__Records for this task__.
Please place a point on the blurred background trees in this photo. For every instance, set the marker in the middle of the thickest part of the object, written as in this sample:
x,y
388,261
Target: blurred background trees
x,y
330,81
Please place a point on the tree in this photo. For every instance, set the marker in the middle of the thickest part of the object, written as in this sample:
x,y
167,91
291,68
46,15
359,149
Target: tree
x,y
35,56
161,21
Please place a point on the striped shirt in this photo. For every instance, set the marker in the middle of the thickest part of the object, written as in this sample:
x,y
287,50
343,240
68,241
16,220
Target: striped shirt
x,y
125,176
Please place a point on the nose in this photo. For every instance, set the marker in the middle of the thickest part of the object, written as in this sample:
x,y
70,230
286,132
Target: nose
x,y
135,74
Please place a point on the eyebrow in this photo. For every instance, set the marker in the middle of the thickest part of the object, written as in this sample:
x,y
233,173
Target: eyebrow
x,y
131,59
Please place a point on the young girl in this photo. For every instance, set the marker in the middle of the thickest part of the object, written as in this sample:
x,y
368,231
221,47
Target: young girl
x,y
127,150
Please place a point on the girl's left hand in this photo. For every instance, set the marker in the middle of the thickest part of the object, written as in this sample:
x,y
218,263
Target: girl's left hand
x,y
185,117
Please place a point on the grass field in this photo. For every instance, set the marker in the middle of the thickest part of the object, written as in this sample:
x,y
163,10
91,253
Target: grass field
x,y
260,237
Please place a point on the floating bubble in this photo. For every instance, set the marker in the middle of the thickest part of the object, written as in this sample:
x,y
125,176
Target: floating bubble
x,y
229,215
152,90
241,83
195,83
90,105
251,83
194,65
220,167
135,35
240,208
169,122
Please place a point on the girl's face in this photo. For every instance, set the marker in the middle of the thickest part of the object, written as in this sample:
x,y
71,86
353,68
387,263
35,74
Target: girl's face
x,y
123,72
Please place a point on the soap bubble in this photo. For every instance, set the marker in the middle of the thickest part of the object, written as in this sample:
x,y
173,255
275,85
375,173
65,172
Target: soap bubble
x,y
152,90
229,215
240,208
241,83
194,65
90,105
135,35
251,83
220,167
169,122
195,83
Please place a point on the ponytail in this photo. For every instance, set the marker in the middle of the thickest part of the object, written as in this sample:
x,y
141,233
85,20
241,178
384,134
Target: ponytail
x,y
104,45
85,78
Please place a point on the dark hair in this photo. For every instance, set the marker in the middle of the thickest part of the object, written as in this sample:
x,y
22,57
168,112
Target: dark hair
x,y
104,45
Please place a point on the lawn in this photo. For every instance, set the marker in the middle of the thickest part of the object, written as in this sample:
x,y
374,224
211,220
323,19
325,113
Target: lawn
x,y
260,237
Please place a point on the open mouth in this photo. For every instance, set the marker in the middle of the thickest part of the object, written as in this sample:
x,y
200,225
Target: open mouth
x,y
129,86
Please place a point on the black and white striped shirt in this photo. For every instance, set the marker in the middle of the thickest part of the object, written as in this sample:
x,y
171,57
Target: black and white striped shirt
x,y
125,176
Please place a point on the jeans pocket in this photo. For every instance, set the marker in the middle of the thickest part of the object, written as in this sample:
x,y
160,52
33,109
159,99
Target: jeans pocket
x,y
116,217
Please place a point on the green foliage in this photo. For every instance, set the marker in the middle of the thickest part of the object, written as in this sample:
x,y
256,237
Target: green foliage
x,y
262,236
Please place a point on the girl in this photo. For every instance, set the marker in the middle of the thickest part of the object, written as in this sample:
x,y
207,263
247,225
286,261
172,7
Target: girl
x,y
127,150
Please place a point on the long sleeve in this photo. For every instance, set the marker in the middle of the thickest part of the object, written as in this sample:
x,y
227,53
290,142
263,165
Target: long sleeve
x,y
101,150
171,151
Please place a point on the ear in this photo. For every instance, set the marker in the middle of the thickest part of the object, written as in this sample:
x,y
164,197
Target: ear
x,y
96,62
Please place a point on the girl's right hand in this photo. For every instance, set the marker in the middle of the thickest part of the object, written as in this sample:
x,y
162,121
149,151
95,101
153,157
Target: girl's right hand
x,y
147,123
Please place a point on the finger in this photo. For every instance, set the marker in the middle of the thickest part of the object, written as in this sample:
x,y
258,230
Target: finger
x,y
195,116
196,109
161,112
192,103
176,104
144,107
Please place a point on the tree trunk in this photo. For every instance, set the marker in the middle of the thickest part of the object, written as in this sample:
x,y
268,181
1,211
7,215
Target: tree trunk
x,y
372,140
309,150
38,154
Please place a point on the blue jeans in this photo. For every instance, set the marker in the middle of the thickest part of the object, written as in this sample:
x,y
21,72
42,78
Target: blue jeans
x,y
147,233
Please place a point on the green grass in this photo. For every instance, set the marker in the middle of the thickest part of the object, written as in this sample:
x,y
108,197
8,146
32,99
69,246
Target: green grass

__What to produce__.
Every single entry is to be retyped exactly.

__Result__.
Please place a point on the blurred background trees in this photo. For every instance, set the marker in the middle of the thickest part of the object, written as in this sample:
x,y
388,261
Target: blurred background trees
x,y
330,81
Please place a point on the tree in this photo. For every instance, set the marker in the middle of the thickest part of the object, written as in this sample:
x,y
167,91
291,68
46,15
359,149
Target: tree
x,y
35,56
161,21
Please place a point on the striped shirt in this photo. For every instance, set the marker in the middle of the thickest part of the object, written as in this sample:
x,y
287,50
343,240
68,241
16,220
Target: striped shirt
x,y
125,176
Please place a point on the nose in this photo. For every instance, set the marker in the middle of the thickest part of the object, written as in this sample:
x,y
70,230
286,132
Target: nose
x,y
135,74
Please place a point on the eyebrow in this photo. For every instance, set the marker in the middle of the thickest part of the object, written as in this sample:
x,y
233,173
Target: eyebrow
x,y
131,59
Please place a point on the young girl in this photo. For every instance, set the marker in the middle of the thickest part of the object, written as in this sample:
x,y
368,231
221,47
Target: young girl
x,y
127,150
Please place a point on the girl's left hand in this photo. For every instance, set the marker in the middle of the thickest part of the object, written as in this sample:
x,y
218,263
Target: girl's left hand
x,y
185,117
Please place a point on the grass field in this photo. For every instance, set the marker in the middle of the thickest part of the object, written as in this sample:
x,y
163,10
91,253
Target: grass field
x,y
260,237
Please place a point on the floating bubble in this photo. For every instance, set the marker in the middle of the thickest part of the object, written as in this sample:
x,y
125,176
Target: floating bubble
x,y
229,215
152,90
241,83
195,83
90,105
251,83
194,65
220,167
135,35
240,208
169,122
Please place a point on the girl's face in this photo. For every instance, set the marker in the middle of the thickest part of the object, written as in this sample:
x,y
71,86
353,68
387,263
35,74
Target: girl's face
x,y
123,72
Please place a point on the soap bubble in this photo. For every instance, set the marker in the middle of the thickest part of the object, written as in this sample:
x,y
173,255
275,85
375,173
65,172
Target: soap bubble
x,y
152,90
229,215
240,208
241,83
194,65
90,105
135,35
251,83
220,167
169,122
195,83
Please place a point on the ponytail in this photo. For every instance, set the marker in the middle of the thickest part of the object, written as in this sample:
x,y
141,233
85,20
241,178
384,134
Target: ponytail
x,y
104,45
85,78
Please place a point on the dark hair in this photo. For every instance, set the marker in the middle of the thickest part of the object, written as in this sample:
x,y
22,57
168,112
Target: dark hair
x,y
104,45
Please place a point on the lawn in this photo. For every instance, set the marker in the middle of the thickest part of the object, written as in this sample:
x,y
374,224
211,220
323,19
325,113
Target: lawn
x,y
260,237
Please place a point on the open mouth in this photo. For every instance, set the marker in the middle of the thickest part of the object, written as in this sample:
x,y
200,225
Target: open mouth
x,y
129,86
Please place a point on the black and white striped shirt in this photo. For every instance, set the marker in the middle of the thickest part of the object, written as in this sample:
x,y
171,57
Target: black and white striped shirt
x,y
125,176
Please place a point on the jeans pocket in this photo. For every instance, set the marker in the middle of the thickest part of the object, written as in this sample:
x,y
160,52
33,109
159,99
Target: jeans pocket
x,y
116,217
Please place a point on the green foliage in this photo. For every instance, set the marker in the middle of the thickest part of the object, written as in this sample:
x,y
256,237
Target: green foliage
x,y
262,236
Please place a point on the girl in this photo. For every instance, set the marker in the middle of the thickest part of the object, written as in this sample:
x,y
207,263
247,225
286,261
172,7
Target: girl
x,y
127,150
Please place a point on the long sleeve in this photo. For every instance, set the marker in the middle of the thickest part of the object, written as in this sample:
x,y
227,53
290,142
263,165
Target: long sleeve
x,y
101,150
171,151
Please place a point on the ear in this photo. For every instance, set the marker in the middle of the thickest part of the object, written as in this sample:
x,y
164,197
Target: ear
x,y
96,62
Please place a point on the girl's right hand in this photo. For every instance, set the marker in the middle of the thickest part of the object, written as in this sample:
x,y
162,121
149,151
95,101
153,157
Target: girl's right hand
x,y
147,123
Please place a point on the finger in this photo. For every instance, set the marker in the middle of the thickest part of the object, written as in this sample:
x,y
258,230
Target: finger
x,y
195,116
196,109
161,112
192,103
176,104
144,107
Please place a point on the tree trunk in this photo. For every instance, set the marker in the middle of the thickest part of the object, written as in this sample:
x,y
268,181
1,211
7,215
Target: tree trunk
x,y
372,140
309,150
38,154
Please place a point on the blue jeans in this photo. For every instance, set the marker in the middle of the thickest part of the object, written as in this sample:
x,y
21,72
42,78
Target: blue jeans
x,y
147,233
Please place a point on the green grass in this photo. For every instance, set the marker in the middle of the thickest part of the object, written as in this sample:
x,y
108,197
8,146
32,99
69,246
Target: green grass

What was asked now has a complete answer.